Real Food Recipe Roundup: December

Real Food Recipe Roundup: December

Welcome to my newest monthly feature, the Real Food Recipe Roundup!

Back when I did my readers survey, I learned that finding nourishing, whole food recipes is right up there among your favorite topics on this blog. I thought that it might serve you all if I shared some great recipes from around the web and blogosphere each month. I’m making a point of sharing recipes that are family friendly and simple, as well as nourishing, because I like to keep it simple in my own kitchen. I’m not a gourmet, but I do appreciate foods that taste wonderful, as well as nourish our bodies. To make the recipes even more useful to you, I’ve given some of my own feedback from trying the recipes (instead of just linking to them), which I hope you find helpful!

If you have any recipes that you’d like me to try out and review, send them to my email (stephanie (at) keeperofthehome (dot) org) and if they’re something I think my family would eat, I’ll make a point of trying them and including them in my roundup if we enjoyed it!


Granola Bars

These granola bars received rave reviews in our home, and with some friends who tried them as well! They were the first granola bar recipe I’ve tried that really stayed together and didn’t crumble, a must with little ones who need snacks on the go. My husband thought they were incredible and I’ve been asked to make them again and again. I used almonds instead of peanuts, because that’s what I had on hand, but I’m sure they’d be great with peanuts as well (which I’m going to try next). I also had to use more Sucanat than honey, simply because I was running out of honey, and it still worked wonderfully. The only thing I don’t like is that it’s quite a process to make them: soak the oats/nuts/seeds, then dehydrate them all, then actually make the recipe. I think that I will soak and dehydrate large batches of the oats/nuts/seeds all at once, and then keep the extra ones stored away so that I can very quickly make a new batch when I want to.

Basil Tomato Soup

Such a fast and easy cream of tomato soup recipe! I use homemade bone broth (either chicken or beef both taste good). After the tomatoes and broth have simmered together, I like to blend mine with a stick blender to make a smoother soup. It’s lovely with fresh basil but almost as good with dried (about 1 Tbsp dried is good), and honey works well instead of the sugar. You can use whole milk or lighter cream if you don’t have whipping cream, and it just won’t be quite as thick/rich but will still be tasty. And I never use 1/2 cup of butter (too expensive!), but more like a 1/4 cup and it’s just fine that way. Remember, they’re good fats so don’t be scared of the cream and butter! 🙂

Banana Blender Muffins (from Sue Gregg)

== DATA SHOWN ==
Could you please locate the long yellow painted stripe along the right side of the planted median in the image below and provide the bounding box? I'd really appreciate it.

==

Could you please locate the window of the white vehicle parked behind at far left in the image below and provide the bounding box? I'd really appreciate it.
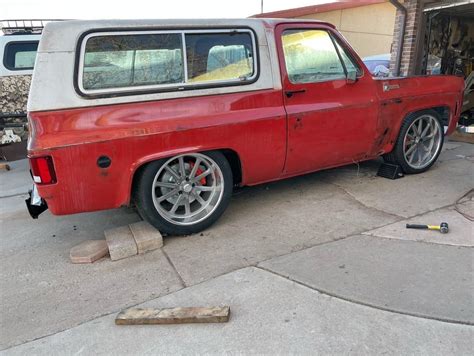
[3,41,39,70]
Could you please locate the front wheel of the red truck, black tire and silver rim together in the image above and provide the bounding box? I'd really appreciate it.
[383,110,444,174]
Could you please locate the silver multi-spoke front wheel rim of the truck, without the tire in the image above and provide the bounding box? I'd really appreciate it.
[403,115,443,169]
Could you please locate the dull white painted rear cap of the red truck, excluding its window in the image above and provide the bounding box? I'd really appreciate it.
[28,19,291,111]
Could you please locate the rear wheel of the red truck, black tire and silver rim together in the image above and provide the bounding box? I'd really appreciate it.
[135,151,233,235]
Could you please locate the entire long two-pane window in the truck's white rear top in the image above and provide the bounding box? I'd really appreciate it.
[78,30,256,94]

...

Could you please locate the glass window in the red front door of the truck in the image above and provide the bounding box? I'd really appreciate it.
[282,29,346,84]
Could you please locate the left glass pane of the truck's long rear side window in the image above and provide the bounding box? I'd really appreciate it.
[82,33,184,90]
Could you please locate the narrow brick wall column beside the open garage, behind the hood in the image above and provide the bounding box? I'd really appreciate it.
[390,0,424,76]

== PROBLEMS TO SOLVE ==
#1 In the recipe roundup, which nut did the author use in place of peanuts in the granola bars?
#2 Copy word for word the stretch of the recipe roundup from "Basil Tomato Soup" through "(from Sue Gregg)".
The records have no connection to the recipe roundup.

== SOLUTIONS TO THE PROBLEMS ==
#1 Almonds.

#2
Basil Tomato Soup

Such a fast and easy cream of tomato soup recipe! I use homemade bone broth (either chicken or beef both taste good). After the tomatoes and broth have simmered together, I like to blend mine with a stick blender to make a smoother soup. It’s lovely with fresh basil but almost as good with dried (about 1 Tbsp dried is good), and honey works well instead of the sugar. You can use whole milk or lighter cream if you don’t have whipping cream, and it just won’t be quite as thick/rich but will still be tasty. And I never use 1/2 cup of butter (too expensive!), but more like a 1/4 cup and it’s just fine that way. Remember, they’re good fats so don’t be scared of the cream and butter! 🙂

Banana Blender Muffins (from Sue Gregg)